● **What the exercise asks**
Find the lines below in which the string "roof" occurs. Copy each one.

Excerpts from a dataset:

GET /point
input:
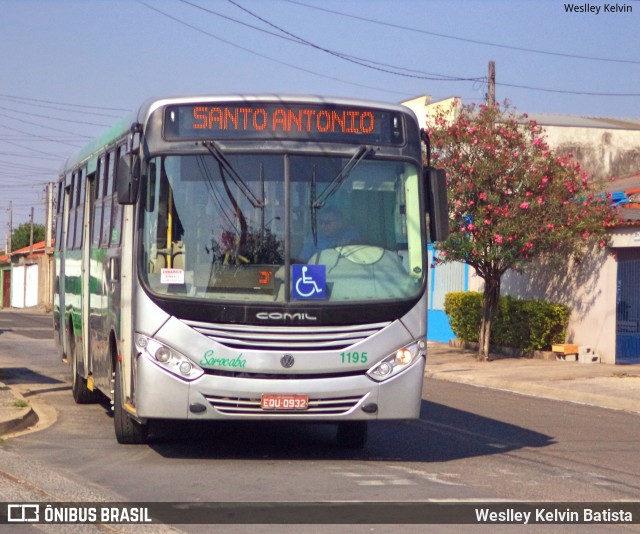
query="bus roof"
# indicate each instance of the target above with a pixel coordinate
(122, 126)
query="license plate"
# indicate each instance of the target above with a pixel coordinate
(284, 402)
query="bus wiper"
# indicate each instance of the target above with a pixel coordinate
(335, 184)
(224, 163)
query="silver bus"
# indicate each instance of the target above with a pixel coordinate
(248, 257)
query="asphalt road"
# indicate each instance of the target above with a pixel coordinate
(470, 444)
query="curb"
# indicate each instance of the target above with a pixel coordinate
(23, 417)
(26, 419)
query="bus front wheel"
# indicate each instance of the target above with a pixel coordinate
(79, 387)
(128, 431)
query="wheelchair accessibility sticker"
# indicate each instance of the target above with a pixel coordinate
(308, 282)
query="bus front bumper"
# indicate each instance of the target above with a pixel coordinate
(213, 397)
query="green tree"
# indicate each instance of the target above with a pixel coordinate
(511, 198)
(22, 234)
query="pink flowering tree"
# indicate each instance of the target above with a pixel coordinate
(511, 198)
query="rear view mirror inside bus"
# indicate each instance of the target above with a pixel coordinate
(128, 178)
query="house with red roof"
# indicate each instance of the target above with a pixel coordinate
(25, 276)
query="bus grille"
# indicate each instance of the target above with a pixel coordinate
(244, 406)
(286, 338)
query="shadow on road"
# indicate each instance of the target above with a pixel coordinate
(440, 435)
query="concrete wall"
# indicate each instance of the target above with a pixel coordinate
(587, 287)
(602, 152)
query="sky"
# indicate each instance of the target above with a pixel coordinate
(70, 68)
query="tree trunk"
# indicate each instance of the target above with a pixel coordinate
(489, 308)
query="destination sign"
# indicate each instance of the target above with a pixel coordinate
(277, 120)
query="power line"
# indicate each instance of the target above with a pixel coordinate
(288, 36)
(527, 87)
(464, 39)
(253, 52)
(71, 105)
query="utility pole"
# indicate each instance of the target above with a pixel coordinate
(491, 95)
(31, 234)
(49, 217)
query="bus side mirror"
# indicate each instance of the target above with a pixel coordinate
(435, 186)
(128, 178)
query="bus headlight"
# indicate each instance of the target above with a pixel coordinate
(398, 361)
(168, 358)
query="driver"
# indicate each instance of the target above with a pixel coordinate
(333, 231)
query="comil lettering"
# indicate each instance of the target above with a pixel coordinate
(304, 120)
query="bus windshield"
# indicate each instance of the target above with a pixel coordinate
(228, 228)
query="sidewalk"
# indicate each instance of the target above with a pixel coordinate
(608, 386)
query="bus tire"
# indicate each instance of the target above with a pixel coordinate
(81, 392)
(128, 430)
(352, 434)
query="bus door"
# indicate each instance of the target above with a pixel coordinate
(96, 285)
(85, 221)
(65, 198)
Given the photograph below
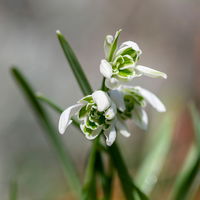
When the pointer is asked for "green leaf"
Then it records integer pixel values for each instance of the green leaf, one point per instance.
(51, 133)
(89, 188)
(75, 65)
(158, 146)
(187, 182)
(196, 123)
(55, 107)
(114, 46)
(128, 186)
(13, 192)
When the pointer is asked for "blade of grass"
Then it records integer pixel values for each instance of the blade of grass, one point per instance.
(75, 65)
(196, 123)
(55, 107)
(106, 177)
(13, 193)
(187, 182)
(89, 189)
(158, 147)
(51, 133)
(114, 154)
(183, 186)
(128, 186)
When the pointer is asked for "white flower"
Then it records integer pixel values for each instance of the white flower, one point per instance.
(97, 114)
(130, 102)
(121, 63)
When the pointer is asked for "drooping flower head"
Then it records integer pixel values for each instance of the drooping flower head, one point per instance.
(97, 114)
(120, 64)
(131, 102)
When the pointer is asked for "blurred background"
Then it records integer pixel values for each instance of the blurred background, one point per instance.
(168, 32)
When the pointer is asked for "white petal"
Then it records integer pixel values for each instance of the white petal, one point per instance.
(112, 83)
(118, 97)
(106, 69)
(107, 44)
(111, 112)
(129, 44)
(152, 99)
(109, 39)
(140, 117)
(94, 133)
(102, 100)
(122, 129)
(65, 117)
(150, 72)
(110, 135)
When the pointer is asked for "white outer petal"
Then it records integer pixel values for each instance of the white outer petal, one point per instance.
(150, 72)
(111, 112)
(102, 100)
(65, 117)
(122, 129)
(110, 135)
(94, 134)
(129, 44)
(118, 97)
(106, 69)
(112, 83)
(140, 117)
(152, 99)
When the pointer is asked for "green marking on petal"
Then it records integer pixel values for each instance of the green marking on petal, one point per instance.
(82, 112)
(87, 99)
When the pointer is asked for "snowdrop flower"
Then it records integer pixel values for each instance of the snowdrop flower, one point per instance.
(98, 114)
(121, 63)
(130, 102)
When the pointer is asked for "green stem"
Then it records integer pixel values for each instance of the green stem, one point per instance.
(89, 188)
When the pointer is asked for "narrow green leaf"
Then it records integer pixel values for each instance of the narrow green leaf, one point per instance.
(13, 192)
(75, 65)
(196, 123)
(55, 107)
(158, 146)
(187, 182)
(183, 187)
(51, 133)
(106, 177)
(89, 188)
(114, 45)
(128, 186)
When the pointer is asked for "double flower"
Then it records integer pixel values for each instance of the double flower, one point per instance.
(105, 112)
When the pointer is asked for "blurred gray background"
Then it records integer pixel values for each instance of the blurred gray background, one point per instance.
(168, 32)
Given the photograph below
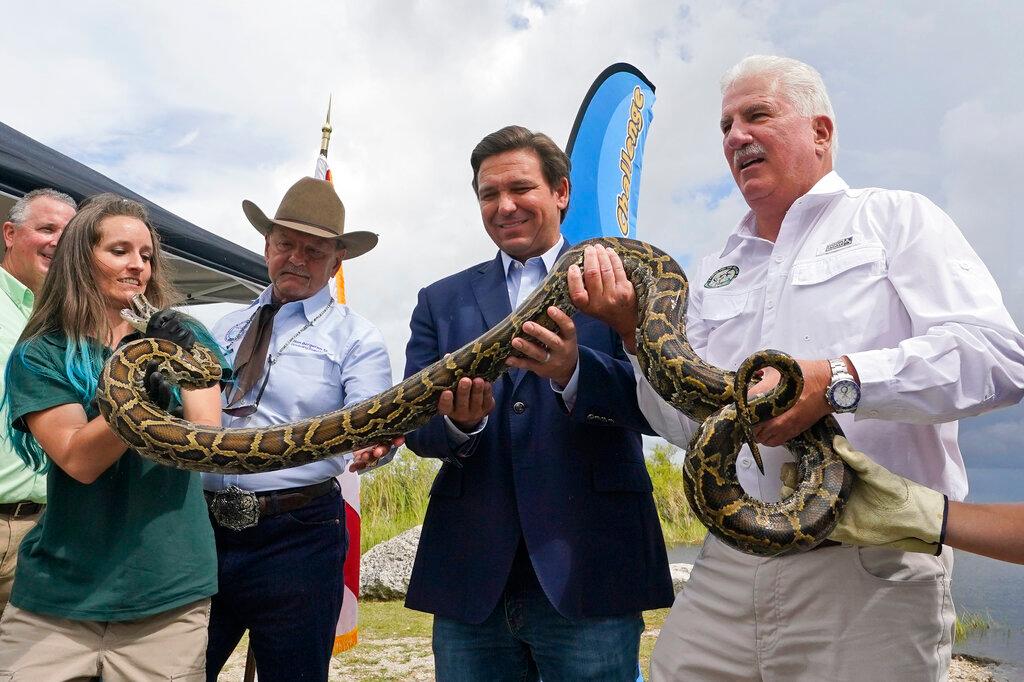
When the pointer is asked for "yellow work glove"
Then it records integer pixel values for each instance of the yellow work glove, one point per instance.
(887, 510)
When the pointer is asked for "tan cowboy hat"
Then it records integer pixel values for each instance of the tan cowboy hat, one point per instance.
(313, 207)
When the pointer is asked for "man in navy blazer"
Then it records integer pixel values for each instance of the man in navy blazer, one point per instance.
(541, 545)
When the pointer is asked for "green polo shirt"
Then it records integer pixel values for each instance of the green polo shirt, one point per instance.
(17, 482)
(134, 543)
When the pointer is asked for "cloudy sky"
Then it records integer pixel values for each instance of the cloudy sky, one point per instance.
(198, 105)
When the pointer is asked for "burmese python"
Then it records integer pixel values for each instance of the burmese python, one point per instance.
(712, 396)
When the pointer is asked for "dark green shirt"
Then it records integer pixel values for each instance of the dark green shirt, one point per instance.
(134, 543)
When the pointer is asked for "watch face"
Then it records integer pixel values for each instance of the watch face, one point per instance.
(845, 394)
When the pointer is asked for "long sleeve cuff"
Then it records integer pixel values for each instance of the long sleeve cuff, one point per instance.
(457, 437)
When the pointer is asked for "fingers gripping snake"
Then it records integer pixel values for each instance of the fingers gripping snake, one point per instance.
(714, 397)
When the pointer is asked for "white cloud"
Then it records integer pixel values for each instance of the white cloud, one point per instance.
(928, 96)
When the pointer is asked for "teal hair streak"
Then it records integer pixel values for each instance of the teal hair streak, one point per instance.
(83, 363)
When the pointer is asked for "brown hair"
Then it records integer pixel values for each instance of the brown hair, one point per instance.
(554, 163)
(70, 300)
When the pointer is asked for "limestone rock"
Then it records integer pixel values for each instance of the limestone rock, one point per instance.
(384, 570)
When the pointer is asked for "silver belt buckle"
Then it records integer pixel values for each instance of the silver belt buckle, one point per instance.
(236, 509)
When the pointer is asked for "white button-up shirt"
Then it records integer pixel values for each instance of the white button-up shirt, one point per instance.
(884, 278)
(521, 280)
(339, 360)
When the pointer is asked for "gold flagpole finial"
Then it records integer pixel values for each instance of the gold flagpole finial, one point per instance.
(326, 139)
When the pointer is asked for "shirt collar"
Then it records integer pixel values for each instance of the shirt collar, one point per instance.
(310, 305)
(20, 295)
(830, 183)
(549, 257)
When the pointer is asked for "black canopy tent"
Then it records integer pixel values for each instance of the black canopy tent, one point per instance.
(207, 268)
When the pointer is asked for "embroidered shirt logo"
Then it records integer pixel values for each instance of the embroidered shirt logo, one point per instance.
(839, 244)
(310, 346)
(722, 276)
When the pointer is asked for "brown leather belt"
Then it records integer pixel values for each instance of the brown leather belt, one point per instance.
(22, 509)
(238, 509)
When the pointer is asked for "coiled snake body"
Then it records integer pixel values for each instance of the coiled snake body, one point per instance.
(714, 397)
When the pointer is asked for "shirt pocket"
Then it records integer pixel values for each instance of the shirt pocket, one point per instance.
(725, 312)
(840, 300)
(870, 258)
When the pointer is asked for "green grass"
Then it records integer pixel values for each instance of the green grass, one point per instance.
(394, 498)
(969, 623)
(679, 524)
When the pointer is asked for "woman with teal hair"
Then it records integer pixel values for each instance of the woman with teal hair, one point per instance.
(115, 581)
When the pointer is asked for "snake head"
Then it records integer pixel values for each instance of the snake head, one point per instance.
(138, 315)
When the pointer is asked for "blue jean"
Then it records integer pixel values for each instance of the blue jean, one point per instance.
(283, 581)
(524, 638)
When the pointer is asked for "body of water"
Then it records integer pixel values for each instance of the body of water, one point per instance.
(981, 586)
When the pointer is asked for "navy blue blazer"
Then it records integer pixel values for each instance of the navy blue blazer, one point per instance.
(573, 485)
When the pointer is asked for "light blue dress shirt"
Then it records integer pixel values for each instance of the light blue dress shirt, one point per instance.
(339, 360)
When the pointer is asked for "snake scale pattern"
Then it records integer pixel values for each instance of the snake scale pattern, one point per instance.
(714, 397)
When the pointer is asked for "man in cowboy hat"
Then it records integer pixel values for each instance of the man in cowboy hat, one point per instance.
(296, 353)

* * *

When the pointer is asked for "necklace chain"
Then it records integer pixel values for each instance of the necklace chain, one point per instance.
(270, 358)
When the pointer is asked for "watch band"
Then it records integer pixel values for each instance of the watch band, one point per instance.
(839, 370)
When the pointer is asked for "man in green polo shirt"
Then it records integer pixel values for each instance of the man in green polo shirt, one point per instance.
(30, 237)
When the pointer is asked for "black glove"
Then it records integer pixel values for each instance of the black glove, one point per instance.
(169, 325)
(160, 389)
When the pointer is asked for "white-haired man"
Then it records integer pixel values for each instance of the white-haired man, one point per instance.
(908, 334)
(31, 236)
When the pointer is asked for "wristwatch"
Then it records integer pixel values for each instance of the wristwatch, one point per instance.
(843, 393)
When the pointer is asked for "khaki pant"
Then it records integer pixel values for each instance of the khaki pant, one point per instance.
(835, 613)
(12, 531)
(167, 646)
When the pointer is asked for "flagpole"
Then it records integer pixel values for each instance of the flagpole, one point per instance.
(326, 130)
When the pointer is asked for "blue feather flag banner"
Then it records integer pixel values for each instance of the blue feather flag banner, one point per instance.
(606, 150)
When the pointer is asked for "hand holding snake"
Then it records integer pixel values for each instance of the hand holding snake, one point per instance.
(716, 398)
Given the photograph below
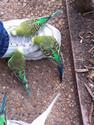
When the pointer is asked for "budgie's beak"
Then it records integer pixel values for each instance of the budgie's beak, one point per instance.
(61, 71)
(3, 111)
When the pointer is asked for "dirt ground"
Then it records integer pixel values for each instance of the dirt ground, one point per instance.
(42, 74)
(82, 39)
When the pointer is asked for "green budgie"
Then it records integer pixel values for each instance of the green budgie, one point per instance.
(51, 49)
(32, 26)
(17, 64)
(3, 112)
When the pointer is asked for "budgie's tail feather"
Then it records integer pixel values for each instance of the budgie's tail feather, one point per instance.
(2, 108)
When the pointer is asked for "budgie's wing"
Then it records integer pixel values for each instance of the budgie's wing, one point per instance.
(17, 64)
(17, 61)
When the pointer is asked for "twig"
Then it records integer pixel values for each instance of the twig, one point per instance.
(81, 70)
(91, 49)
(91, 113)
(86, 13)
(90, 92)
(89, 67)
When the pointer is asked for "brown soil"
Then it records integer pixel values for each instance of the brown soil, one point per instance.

● **Your response**
query="bus roof"
query="house with red roof"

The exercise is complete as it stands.